### 作業指示
a: 次の記述(i)〜(iii)が提示文の内容と合致するかを判定してください。各記述について「はい」または「いいえ」で答え、判断の根拠となる提示文の語句をそのまま引用して示してください。
(i) 訪問保育には、保育室の面積に関する基準が設けられている。
(ii) 訪問保育の職員配置は、保育対象となる子ども1人につき保育者1人である。
(iii) 保育士資格を持っていなければ、訪問保育に携わることはできない。
b: 提示文のうち、「訪問保育ではサービス提供先の」から「ービス内容に違いがあります。」までの部分を、一字一句変えずに書き写してください。

訪問保育を利用する際は、上記に当てはまることを市町村によって認められる必要があります。地域型保育を利用するための条件は3号認定と呼ばれる認定区分です。訪問保育の利用希望者が3号認定を受ける際は、市町村に直接認定の申請や利用希望の申し込みを行います。

(出典:厚生労働省「居宅訪問型保育事業の概要」/ https://www.mhlw.go.jp/file/04-Houdouhappyou-11202000-Roudoukijunkyoku-Kantokuka/0000075920.pdf

訪問保育を提供する保育士は、所定の条件を満たした家庭に対して保育を行います。

訪問保育の認可基準

訪問保育の運営事業者として認可を受けるためには、以下の基準を満たす必要があります。

職員の配置 1:1(保育対象となる子ども1人につき、保育者1人を配置)
職員の資格 必要な研修を修了し、保育士または保育士と同等以上の知識や経験があることを市町村長によって認められた者
保育の提供 ・原則、1日8時間
・保育所保育指針に準じた保育の提供

訪問保育ではサービス提供先の家庭で保育を行うため、保育室の面積に関する基準はありません。ただし、障害児に対して訪問保育を行う場合は、専門的な支援を受けられる施設を確保する必要があります。

また、保育士資格を持っていなくても、決められた機関で研修を受講すれば訪問保育に携わることが可能です。

(出典:こども家庭庁「地域型保育事業の概要」/ https://www.cfa.go.jp/assets/contents/node/basic_page/field_ref_resources/c47709ef-8880-42e6-bb7e-9818b6b728c5/bfac7099/20230929_policies_kokoseido_jigyousha_40.pdf

(出典:厚生労働省「居宅訪問型保育事業の概要」/ https://www.mhlw.go.jp/file/04-Houdouhappyou-11202000-Roudoukijunkyoku-Kantokuka/0000075920.pdf

訪問保育とベビーシッターの違い

赤ちゃんを抱く保育士

保育者が依頼者宅を訪問してサービスを提供するという点で、訪問保育とベビーシッターは似た仕事です。しかし下記に示す通り、訪問保育とベビーシッターでは対象やサービス内容に違いがあります。

### 元データ

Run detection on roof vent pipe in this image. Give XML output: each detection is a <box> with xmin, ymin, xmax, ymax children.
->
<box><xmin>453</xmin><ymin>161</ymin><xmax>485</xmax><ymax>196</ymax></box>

### 想定回答
a:
(i) いいえ。「訪問保育ではサービス提供先の家庭で保育を行うため、保育室の面積に関する基準はありません。」
(ii) はい。「保育対象となる子ども1人につき、保育者1人を配置」
(iii) いいえ。「保育士資格を持っていなくても、決められた機関で研修を受講すれば訪問保育に携わることが可能です。」

b:
訪問保育ではサービス提供先の家庭で保育を行うため、保育室の面積に関する基準はありません。ただし、障害児に対して訪問保育を行う場合は、専門的な支援を受けられる施設を確保する必要があります。

また、保育士資格を持っていなくても、決められた機関で研修を受講すれば訪問保育に携わることが可能です。

(出典:こども家庭庁「地域型保育事業の概要」/ https://www.cfa.go.jp/assets/contents/node/basic_page/field_ref_resources/c47709ef-8880-42e6-bb7e-9818b6b728c5/bfac7099/20230929_policies_kokoseido_jigyousha_40.pdf

(出典:厚生労働省「居宅訪問型保育事業の概要」/ https://www.mhlw.go.jp/file/04-Houdouhappyou-11202000-Roudoukijunkyoku-Kantokuka/0000075920.pdf

訪問保育とベビーシッターの違い

赤ちゃんを抱く保育士

保育者が依頼者宅を訪問してサービスを提供するという点で、訪問保育とベビーシッターは似た仕事です。しかし下記に示す通り、訪問保育とベビーシッターでは対象やサービス内容に違いがあります。